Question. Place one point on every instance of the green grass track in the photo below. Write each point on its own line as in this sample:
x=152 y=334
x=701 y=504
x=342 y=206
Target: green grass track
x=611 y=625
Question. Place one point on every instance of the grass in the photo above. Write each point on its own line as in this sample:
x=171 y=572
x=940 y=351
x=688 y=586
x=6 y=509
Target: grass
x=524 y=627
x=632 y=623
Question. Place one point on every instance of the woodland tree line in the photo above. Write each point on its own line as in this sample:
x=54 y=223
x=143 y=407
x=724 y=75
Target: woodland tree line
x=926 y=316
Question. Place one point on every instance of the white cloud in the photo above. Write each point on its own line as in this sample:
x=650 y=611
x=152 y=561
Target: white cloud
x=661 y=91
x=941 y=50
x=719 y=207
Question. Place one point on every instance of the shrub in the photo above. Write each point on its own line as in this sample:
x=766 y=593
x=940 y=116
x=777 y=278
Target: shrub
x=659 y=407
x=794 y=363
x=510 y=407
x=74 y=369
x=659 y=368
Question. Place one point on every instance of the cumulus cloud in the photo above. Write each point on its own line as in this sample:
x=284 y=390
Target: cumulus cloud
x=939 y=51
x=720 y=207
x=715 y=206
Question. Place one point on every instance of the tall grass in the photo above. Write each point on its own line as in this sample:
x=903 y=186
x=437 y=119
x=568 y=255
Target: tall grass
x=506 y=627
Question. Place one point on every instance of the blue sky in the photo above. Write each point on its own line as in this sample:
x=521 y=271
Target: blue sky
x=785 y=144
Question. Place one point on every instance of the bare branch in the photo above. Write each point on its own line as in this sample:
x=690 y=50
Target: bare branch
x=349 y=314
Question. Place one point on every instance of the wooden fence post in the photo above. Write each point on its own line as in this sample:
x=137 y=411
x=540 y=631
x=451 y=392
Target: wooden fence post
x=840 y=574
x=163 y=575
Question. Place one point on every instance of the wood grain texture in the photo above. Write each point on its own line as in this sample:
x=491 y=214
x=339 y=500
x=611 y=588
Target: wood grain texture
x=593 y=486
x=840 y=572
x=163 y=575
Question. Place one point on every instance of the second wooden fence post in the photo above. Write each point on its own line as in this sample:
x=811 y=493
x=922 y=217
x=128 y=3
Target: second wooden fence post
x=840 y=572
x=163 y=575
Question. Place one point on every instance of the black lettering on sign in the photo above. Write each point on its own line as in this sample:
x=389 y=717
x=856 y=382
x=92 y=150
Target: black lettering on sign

TASK PROMPT: Write out all of the records above word for word, leaving every line unchanged.

SOLVED PROBLEM:
Question. Place one point on every instance of the green grass track in the photo below. Write each point on its own line as in this sample:
x=152 y=334
x=701 y=504
x=342 y=206
Target: green grass track
x=611 y=625
Question. Place one point on every instance of the grass in the photo above. Write each point on its own line as in this sample:
x=171 y=572
x=940 y=351
x=688 y=586
x=6 y=509
Target: grass
x=524 y=627
x=632 y=623
Question. Place one point on every instance of the woodland tree line in the photo above. Write each point on its own line as in this sample:
x=54 y=223
x=143 y=407
x=724 y=75
Target: woodland tree line
x=926 y=316
Question. Place one point on every instance of the white cloud in the photo above. Write each point on its own line as in this sample:
x=650 y=611
x=152 y=561
Target: white cloud
x=661 y=91
x=941 y=50
x=719 y=207
Question. Place one point on every instance of the shrub in the photo above. Write each point on its own line as in this sample:
x=766 y=593
x=940 y=116
x=777 y=278
Target: shrub
x=659 y=407
x=794 y=363
x=510 y=407
x=74 y=369
x=659 y=368
Question. Place one point on every instance of the cumulus cloud in the photo above. Write each point on its own line as in this sample:
x=284 y=390
Target: cumulus cloud
x=939 y=51
x=720 y=207
x=715 y=206
Question. Place one point on every instance of the tall grass in the photo above. Write each point on its own line as in this sample:
x=903 y=186
x=437 y=119
x=568 y=255
Target: tall grass
x=506 y=627
Question. Place one point on every instance of the blue sky in the photo above. Write each point on its own line as in this sample:
x=521 y=271
Target: blue sky
x=785 y=144
Question. Place one point on every instance of the bare branch in the photo above. Write each point on its own line as in this sample:
x=690 y=50
Target: bare branch
x=349 y=314
Question. Place one point on every instance of the wooden fence post in the photo above. Write each point on its own line as in this sample:
x=137 y=411
x=540 y=631
x=451 y=392
Target: wooden fence post
x=840 y=574
x=163 y=575
Question. Place one point on every instance of the wood grain texture in the photo above. Write each point on its own line as in this sample:
x=491 y=214
x=339 y=500
x=611 y=588
Target: wood grain texture
x=593 y=486
x=840 y=572
x=163 y=575
Question. Place one point on every instance of the second wooden fence post in the photo above. Write each point on its own line as in this sample:
x=811 y=493
x=922 y=217
x=128 y=3
Target: second wooden fence post
x=840 y=572
x=163 y=575
Question. Place one point on every instance of the black lettering on sign in the photo above. Write each point on its own line as in this sample:
x=389 y=717
x=856 y=382
x=92 y=150
Target: black lettering on sign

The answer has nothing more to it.